*WRITTEN PROBLEM*:
Leave out the pictures and repeat the data exactly.

- - -

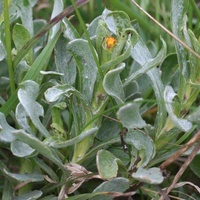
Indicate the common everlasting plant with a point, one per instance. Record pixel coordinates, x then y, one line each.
98 115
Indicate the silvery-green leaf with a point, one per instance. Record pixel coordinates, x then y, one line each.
130 116
5 130
151 175
142 55
118 184
39 146
182 124
113 84
21 149
20 71
116 21
58 143
33 195
27 95
87 69
106 164
2 51
24 10
22 118
25 177
142 143
20 36
57 9
65 63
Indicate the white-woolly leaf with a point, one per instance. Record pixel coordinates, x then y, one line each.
27 95
182 124
142 143
113 85
151 175
130 117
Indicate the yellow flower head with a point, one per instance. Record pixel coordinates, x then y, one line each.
110 42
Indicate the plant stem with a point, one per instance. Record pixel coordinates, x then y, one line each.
88 38
8 45
167 31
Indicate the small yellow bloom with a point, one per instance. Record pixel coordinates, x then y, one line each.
110 42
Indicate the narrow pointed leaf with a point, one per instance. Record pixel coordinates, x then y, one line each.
130 116
27 95
182 124
113 84
151 175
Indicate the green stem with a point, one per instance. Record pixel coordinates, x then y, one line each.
88 38
195 8
8 45
67 11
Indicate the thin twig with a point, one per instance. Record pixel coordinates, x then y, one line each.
183 168
181 151
167 31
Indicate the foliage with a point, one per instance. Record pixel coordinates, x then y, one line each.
98 111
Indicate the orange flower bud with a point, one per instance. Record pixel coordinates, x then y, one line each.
110 42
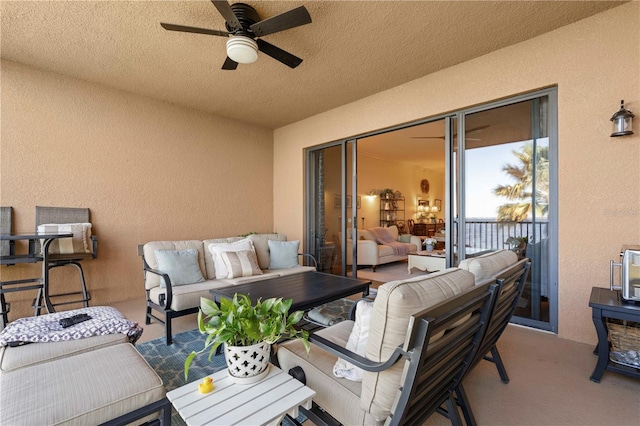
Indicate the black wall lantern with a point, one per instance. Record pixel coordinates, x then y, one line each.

- - -

*WORKED SOLUTION*:
Indicate the common everlasting plant with a point, one per instance. Record pixel coordinates, x then y, one line each.
98 115
Indicate the silvery-green leaf with a point, one per instance. Record pixel coordinates, x then y, one line each.
130 116
5 130
151 175
142 55
118 184
39 146
182 124
113 84
21 149
20 71
116 21
58 143
33 195
27 95
87 69
106 164
2 51
24 10
22 118
25 177
142 143
20 36
57 9
65 63
Indicate the white-woolly leaf with a point, one per instance. Record pixel coordinates, x then y, one line each.
27 95
182 124
142 143
113 85
151 175
130 117
Indicate the yellow flower head with a point, one per instance. Record pixel coordinates, x then y, one line each.
110 42
Indicate the plant stem with a point, one per instance. Record pixel coordinates, x then y, one line each.
88 38
8 45
167 31
Indicate the small yellow bloom with a point, one per instance. Record pixel coordinates, x then y, one line each.
110 42
Indicate the narrow pointed leaf with a point, one per instance. Record pixel coordinates, x then y, one line each.
130 116
27 95
182 124
113 84
151 175
Indicate the green stem with a point, one per instance. Record pixel coordinates, x then y, one line each.
88 38
195 8
8 45
67 11
Indicate the thin twig with a point, one per instance. Record pixel coordinates, x then y, one line each.
183 168
181 151
167 31
Indicate the foliage with a point, one per instance. Record pixel coordinates, x then y, one line each.
98 111
Indicate the orange flower bud with a point, one per instance. Record pixel coordinates, x then y, one line each.
110 42
Indicate the black wall lantern with a point, one per instance. Record pixel coordinates, x then y, one line each.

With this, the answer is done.